■ Exercise instructions: With nothing omitted, transcribe the entries exactly as written.
START Information
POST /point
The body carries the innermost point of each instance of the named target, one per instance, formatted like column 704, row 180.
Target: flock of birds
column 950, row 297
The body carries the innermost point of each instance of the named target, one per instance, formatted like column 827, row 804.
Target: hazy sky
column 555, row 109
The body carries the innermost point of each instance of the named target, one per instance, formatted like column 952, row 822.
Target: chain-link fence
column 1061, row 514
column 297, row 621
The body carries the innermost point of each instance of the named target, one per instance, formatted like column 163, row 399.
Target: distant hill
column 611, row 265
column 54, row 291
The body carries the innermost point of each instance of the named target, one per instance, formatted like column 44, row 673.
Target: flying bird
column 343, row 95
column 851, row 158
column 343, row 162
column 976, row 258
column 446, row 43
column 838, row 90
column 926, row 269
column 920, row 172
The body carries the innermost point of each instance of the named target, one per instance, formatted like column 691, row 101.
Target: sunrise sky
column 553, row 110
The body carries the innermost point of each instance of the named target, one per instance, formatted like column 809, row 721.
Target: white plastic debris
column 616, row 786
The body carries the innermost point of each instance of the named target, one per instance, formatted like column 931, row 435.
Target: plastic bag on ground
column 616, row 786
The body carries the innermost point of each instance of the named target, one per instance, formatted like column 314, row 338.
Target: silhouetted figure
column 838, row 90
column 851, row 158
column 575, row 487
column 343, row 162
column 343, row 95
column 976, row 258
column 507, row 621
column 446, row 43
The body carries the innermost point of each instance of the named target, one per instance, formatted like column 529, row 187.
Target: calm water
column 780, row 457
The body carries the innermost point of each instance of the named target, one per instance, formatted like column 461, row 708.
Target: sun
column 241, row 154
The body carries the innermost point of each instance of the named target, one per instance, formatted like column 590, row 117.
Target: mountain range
END Information
■ Reply to the exercise:
POST /point
The body carries the innermost point of each instance of the named target, one per instance, formatted like column 704, row 180.
Target: flock of birds
column 950, row 297
The body carries the innermost point of each instance of the named target, one per instance, formatted like column 827, row 804.
Target: hazy sky
column 555, row 109
The body carries the innermost point of each instance of the named target, one per instance, formatted like column 952, row 822.
Target: chain-link fence
column 1061, row 514
column 297, row 621
The body carries the innermost point of each instance of the named target, one per instance, formatted like column 163, row 399.
Target: distant hill
column 611, row 265
column 54, row 291
The body carries the innermost point of each instance of the named target, one per instance, formatted like column 44, row 673.
Target: flying bird
column 343, row 95
column 851, row 158
column 343, row 162
column 976, row 258
column 446, row 43
column 838, row 90
column 926, row 269
column 920, row 172
The body carries the innermost point of each instance of the named target, one per instance, formatted like column 691, row 101.
Target: sunrise sky
column 553, row 110
The body carries the innermost point of each instance of the named target, one per instance, formatted like column 809, row 721.
Target: white plastic debris
column 616, row 786
The body carries the innermost point of each instance of the named target, one per instance, formatted like column 931, row 435.
Target: plastic bag on ground
column 616, row 786
The body carries the innermost point of each instance of the named target, one per instance, formatted like column 314, row 338.
Target: silhouetted figure
column 838, row 90
column 851, row 158
column 575, row 487
column 343, row 162
column 343, row 95
column 976, row 258
column 507, row 621
column 446, row 43
The body carries the innermost point of each instance of the named target, one per instance, formatted like column 529, row 187.
Target: calm water
column 780, row 457
The body carries the innermost point of each instance of the named target, one per instance, formatted like column 461, row 708.
Target: sun
column 241, row 154
The body carries the innermost point of each instance of the named target, one per instance, formatted like column 590, row 117.
Target: mountain range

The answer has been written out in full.